ЗАДАНИЕ A
Подсчитайте строки листинга, в которых встречается слово «clicks» с учетом регистра. Укажите только полученное число.

Прототип Инсарова, героя "Накануне", был поэтом, но Тургеневу казалось совершенно невероятным, чтобы человек действия мог писать стихи, поэтому предполагалось, что в романе Инсаров будет лишен вкуса к литературе. Однако, когда Тургенев принялся за свой роман, он счел в равной мере невозможным вывести героя, у которого начисто отсутствует поэтическое чувство, а потому, когда мы впервые знакомимся с Инсаровым, он переводит болгарские песни и предания. Потом, спохватившись, Тургенев пытается замести следы, и ктото из персонажей говорит, что переводы эти не очень-то хороши. И все же давняя страсть дает себя знать, и Инсаров в разговоре со своей возлюбленной - Еленой - восклицает: "Ах, какие у нас дивные песни!" А ведь это как раз то, что я часто повторяю себе об ирландских песнях восьмого века. Полагаю, я имел полное право утверждать: пусть эти слова сказаны человеком, который не является поэтом, они, несомненно, не могли быть сказаны человеком, начисто лишенным вкуса к поэзии.

И все же через двадцать страниц Елена заявляет, что ни ей, ни Инсарову поэзия не нужна!

"Хорь и Калиныч" - превосходный пример воплощения той же дилеммы. Хорь - черствый, сильный, практического ума человек, сумевший создать из ничего семью с прекрасными сыновьями и сколотить небольшое состояние; Калиныч мечтатель, тренькающий на балалайке. Калиныч умеет читать, Хорь - не знает грамоты.

У автора просто не укладывается в голове, что человек с практическим умом, как у Хоря, может чему-то научиться из книг. И все же всякий раз, касаясь этой своей личной коллизии, Тургенев - тончайший в истории литературы ум - выдает себя, как мальчишка. Ведь Хорь существовал в действительной жизни, и Тургенев восхищался Хорем: он послал ему экземпляр рассказа, который Хорь с гордостью читал гостям. Иными словами, когда дело шло о его личной проблеме, Тургенев отклонялся от точного изображения психологии.

ДАННЫЕ ЗАДАЧИ

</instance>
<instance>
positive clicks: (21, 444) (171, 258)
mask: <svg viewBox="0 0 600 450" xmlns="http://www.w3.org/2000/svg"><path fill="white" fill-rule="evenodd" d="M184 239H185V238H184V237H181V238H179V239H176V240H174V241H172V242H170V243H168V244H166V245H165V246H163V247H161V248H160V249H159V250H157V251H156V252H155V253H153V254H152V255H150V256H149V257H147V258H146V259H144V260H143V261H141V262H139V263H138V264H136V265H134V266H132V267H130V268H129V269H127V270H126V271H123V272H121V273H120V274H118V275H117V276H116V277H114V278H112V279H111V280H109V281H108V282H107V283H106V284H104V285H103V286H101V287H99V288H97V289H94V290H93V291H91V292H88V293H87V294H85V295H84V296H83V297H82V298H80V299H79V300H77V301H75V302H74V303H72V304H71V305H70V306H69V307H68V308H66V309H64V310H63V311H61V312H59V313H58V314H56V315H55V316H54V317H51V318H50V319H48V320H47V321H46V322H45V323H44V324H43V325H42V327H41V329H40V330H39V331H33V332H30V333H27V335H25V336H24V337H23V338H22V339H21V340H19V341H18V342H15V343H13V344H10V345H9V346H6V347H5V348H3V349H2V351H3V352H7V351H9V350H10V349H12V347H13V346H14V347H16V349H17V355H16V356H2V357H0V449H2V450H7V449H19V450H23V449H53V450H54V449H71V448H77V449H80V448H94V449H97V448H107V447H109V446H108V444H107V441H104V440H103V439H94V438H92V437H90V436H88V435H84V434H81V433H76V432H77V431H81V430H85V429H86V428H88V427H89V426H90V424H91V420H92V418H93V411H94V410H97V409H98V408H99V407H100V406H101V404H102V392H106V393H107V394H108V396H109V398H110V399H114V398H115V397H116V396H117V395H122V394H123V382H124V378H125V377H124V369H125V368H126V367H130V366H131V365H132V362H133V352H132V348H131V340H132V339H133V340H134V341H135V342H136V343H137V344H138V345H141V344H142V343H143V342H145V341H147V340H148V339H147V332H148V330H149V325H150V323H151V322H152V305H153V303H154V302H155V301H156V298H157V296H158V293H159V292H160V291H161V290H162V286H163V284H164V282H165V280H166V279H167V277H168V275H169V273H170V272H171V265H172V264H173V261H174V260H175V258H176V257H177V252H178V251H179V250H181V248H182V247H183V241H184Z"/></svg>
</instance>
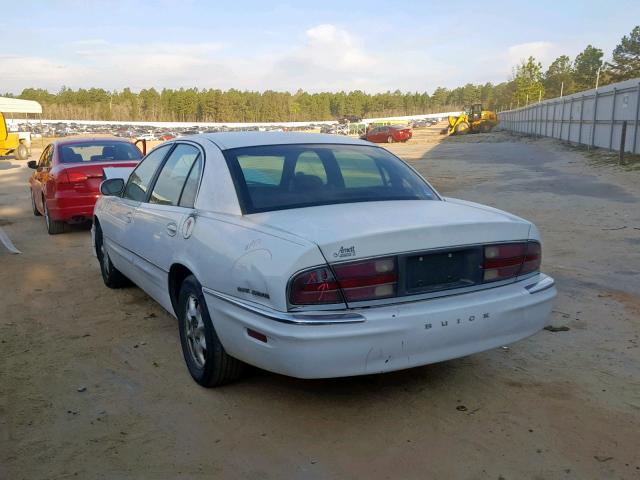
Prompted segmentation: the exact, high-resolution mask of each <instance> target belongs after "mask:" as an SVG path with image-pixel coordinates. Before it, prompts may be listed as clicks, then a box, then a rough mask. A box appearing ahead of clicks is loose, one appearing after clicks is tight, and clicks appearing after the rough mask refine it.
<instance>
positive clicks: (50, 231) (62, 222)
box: [42, 197, 65, 235]
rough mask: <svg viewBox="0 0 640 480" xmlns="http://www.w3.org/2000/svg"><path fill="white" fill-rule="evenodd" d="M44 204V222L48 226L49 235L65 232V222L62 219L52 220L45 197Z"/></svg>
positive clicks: (42, 198)
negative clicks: (62, 221)
mask: <svg viewBox="0 0 640 480" xmlns="http://www.w3.org/2000/svg"><path fill="white" fill-rule="evenodd" d="M42 205H44V223H45V224H46V226H47V233H48V234H49V235H58V234H59V233H62V232H64V228H65V223H64V222H62V221H60V220H51V217H50V216H49V208H48V207H47V201H46V200H45V199H44V197H42Z"/></svg>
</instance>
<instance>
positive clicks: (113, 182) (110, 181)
mask: <svg viewBox="0 0 640 480" xmlns="http://www.w3.org/2000/svg"><path fill="white" fill-rule="evenodd" d="M123 190H124V180H123V179H121V178H110V179H108V180H105V181H104V182H102V183H101V184H100V193H102V194H103V195H111V196H114V195H120V194H121V193H122V191H123Z"/></svg>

ЗАДАНИЕ B
Кратко ответьте на вопросы по исходному тексту:
(i) Что переводит Инсаров, когда читатель впервые с ним знакомится?
(ii) На каком инструменте играет Калиныч?
(iii) Что Тургенев послал Хорю?

ОТВЕТ A
6

ОТВЕТ B
(i) Болгарские песни и предания.
(ii) На балалайке.
(iii) Экземпляр рассказа.